**Your objective:** Could you quote, exactly as they stand, the lines running from the one with "the photo below." to the final line of the material?

**Given information:**
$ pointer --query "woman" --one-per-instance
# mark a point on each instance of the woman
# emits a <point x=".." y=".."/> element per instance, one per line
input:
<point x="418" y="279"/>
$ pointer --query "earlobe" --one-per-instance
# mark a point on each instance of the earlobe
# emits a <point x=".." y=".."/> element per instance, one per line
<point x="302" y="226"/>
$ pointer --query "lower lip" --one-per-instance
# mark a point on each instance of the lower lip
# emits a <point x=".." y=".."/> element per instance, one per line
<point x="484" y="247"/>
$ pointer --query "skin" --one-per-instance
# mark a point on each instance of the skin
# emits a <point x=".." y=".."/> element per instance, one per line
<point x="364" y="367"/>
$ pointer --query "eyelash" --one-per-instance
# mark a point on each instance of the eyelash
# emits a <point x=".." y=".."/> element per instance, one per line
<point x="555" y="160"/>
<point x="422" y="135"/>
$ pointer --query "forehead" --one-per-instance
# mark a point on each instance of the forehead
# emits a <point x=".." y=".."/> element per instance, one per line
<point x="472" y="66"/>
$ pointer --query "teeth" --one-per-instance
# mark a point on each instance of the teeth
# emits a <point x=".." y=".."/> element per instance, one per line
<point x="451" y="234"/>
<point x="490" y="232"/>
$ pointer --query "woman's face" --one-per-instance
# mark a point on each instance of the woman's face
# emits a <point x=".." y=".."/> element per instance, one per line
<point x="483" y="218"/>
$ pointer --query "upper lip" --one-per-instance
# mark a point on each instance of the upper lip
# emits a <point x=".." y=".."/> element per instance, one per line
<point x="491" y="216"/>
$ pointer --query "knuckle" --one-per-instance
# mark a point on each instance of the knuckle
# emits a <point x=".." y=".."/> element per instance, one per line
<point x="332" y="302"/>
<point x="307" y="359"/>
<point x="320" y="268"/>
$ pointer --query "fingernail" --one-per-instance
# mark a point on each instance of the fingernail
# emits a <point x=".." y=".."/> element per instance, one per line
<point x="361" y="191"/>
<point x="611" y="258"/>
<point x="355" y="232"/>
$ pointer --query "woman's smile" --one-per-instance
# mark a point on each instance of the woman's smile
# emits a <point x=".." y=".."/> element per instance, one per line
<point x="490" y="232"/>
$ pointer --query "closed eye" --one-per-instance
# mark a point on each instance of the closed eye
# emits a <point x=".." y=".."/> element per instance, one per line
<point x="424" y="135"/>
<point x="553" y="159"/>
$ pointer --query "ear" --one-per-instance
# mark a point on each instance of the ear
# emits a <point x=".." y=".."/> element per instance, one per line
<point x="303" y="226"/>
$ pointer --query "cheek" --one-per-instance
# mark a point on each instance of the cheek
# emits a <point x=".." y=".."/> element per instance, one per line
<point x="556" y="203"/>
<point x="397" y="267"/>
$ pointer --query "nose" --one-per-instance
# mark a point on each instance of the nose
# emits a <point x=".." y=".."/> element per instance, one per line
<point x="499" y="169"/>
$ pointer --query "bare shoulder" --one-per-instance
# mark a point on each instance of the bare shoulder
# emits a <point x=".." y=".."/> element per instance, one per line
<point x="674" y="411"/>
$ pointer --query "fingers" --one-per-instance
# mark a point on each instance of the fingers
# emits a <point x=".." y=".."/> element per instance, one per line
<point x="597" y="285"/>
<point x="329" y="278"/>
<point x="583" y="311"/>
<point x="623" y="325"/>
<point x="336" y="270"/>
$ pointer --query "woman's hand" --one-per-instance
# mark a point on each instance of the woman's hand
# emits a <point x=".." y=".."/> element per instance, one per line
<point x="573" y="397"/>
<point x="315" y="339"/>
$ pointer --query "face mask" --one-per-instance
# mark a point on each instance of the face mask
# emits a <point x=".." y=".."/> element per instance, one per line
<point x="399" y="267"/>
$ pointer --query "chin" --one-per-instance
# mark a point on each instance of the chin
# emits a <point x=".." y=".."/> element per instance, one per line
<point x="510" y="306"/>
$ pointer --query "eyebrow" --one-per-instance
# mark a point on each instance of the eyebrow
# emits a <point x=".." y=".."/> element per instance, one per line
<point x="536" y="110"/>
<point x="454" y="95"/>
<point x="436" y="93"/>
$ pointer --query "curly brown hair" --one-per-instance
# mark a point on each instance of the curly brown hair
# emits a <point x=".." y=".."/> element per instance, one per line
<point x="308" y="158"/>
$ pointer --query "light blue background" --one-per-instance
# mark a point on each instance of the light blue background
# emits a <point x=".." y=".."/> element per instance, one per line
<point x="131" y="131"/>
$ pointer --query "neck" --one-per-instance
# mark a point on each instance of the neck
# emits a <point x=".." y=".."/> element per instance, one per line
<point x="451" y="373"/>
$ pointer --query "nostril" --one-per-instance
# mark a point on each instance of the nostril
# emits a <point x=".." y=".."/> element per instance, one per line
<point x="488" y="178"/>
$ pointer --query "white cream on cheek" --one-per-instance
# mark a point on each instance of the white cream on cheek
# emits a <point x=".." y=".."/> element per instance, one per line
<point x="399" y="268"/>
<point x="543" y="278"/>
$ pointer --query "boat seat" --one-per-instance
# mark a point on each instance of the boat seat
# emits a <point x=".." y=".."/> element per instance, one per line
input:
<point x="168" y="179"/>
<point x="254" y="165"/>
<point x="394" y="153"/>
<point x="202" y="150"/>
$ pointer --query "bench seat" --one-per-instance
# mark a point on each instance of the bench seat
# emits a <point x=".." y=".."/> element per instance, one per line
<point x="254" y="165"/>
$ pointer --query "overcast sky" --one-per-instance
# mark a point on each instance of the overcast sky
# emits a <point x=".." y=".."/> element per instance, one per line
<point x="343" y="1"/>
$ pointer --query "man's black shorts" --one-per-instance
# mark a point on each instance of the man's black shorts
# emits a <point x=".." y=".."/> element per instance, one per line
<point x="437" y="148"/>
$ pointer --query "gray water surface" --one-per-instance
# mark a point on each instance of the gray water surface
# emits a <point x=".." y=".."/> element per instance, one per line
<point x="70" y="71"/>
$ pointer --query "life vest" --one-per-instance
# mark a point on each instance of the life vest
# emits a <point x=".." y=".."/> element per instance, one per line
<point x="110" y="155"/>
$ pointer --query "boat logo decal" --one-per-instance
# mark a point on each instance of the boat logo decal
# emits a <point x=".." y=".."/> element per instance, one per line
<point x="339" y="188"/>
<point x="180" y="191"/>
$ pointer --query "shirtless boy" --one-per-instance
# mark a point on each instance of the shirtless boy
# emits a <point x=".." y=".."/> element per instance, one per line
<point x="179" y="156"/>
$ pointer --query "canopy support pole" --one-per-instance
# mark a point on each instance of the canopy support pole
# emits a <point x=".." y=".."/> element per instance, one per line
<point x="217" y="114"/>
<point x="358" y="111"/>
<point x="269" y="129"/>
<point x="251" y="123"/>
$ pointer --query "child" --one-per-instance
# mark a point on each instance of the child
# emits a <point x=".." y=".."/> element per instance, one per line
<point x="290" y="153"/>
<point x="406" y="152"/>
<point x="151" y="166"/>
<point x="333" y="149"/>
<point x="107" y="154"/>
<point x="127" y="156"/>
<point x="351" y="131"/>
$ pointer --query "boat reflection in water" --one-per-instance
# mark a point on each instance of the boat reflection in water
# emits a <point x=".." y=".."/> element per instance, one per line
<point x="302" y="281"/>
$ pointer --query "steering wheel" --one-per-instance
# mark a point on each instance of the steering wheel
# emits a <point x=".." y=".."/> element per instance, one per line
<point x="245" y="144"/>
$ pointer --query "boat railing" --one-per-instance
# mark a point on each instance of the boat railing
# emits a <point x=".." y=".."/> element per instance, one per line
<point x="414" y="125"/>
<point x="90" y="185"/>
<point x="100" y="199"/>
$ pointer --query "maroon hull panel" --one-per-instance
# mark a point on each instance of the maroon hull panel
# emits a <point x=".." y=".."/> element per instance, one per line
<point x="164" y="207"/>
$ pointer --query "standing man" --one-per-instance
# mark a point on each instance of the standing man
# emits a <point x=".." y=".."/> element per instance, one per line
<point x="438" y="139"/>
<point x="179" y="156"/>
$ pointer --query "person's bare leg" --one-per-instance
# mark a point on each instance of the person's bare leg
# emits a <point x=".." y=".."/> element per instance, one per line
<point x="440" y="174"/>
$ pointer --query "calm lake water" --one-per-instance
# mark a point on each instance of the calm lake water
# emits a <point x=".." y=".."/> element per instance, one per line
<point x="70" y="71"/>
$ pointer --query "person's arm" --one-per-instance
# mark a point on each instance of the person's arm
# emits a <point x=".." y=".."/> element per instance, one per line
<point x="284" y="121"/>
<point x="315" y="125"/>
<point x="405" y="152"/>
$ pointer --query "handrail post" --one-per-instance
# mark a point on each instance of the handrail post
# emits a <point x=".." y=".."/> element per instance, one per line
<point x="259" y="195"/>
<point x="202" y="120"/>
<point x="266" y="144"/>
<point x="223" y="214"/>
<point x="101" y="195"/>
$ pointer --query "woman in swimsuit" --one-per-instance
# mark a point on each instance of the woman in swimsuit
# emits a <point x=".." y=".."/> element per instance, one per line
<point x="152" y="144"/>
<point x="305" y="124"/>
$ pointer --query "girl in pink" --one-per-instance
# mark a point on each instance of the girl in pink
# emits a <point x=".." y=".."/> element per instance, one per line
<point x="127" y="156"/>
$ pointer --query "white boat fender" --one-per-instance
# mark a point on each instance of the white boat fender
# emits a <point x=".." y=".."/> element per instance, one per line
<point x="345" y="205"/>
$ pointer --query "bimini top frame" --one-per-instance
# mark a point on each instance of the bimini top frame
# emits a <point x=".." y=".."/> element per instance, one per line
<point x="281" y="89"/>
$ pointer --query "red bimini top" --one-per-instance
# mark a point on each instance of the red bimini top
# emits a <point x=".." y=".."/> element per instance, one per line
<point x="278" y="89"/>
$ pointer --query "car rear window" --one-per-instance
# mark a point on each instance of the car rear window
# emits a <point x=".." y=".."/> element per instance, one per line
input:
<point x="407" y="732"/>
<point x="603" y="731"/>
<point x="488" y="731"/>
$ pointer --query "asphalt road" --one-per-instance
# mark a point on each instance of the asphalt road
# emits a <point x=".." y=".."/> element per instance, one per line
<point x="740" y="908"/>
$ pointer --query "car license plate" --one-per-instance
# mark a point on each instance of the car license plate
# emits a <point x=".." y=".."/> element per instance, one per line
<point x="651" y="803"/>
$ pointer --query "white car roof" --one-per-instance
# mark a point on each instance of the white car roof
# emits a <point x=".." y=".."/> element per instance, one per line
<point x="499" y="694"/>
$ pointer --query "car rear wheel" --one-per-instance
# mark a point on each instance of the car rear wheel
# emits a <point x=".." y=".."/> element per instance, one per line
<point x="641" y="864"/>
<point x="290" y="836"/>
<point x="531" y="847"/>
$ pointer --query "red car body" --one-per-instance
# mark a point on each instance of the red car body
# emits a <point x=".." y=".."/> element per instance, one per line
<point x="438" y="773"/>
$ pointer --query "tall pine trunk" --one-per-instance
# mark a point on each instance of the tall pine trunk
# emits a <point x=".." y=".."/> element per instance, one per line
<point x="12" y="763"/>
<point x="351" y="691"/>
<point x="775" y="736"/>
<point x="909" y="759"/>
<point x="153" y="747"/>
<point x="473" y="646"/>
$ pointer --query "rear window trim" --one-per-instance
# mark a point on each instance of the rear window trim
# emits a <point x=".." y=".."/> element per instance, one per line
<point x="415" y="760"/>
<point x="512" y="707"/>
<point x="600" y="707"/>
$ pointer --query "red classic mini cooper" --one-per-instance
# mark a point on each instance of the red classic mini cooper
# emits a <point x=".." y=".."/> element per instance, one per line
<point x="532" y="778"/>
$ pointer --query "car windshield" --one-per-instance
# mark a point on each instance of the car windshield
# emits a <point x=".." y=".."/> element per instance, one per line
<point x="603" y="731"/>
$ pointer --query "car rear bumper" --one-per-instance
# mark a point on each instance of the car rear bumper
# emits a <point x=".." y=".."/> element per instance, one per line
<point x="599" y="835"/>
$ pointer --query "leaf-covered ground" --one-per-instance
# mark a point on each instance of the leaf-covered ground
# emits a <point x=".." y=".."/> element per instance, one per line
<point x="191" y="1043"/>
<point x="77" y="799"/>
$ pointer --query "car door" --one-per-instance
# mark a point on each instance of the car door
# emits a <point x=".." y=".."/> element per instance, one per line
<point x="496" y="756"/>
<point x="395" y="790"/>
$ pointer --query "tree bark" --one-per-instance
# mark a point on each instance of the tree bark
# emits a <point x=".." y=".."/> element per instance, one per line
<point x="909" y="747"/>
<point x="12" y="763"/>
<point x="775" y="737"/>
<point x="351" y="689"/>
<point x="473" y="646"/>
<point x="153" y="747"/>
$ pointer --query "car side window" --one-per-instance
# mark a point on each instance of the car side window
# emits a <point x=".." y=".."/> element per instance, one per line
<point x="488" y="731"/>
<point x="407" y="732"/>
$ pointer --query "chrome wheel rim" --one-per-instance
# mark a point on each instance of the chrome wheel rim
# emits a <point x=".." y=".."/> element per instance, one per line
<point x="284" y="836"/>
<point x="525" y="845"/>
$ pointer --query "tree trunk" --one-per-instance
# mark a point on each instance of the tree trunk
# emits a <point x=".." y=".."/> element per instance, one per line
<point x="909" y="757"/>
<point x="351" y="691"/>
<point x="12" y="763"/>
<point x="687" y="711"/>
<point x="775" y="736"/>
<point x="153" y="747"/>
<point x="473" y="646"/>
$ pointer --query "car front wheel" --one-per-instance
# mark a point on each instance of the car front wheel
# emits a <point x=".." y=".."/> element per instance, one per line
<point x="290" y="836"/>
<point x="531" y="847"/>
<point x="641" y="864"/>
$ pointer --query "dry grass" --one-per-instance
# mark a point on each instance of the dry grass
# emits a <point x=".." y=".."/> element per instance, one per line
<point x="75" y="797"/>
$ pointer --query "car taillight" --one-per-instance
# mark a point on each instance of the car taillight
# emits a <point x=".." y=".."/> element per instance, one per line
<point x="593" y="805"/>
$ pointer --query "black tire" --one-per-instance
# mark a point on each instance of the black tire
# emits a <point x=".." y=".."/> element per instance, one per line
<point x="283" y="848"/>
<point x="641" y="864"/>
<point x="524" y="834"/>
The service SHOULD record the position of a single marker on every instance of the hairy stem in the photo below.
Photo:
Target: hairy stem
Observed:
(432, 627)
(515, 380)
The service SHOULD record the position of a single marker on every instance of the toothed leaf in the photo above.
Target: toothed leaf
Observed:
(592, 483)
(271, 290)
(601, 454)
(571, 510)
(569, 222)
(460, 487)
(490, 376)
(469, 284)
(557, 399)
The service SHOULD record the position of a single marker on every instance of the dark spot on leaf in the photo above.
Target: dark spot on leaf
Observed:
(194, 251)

**Full output:**
The service SHOULD record the position of a single marker on every instance of the hairy stem in the photo below.
Photo:
Target: hairy stem
Observed:
(432, 627)
(515, 380)
The service SHOULD record the position of a single marker on every instance of the toothed leaf in the photo above.
Target: toothed leaf
Observed:
(592, 483)
(271, 290)
(601, 454)
(571, 510)
(569, 222)
(460, 487)
(490, 376)
(469, 284)
(557, 399)
The service SHOULD record the position of a single marker on every instance of the dark spot on leaf in the photo above.
Target: dark spot on leaf
Observed:
(194, 251)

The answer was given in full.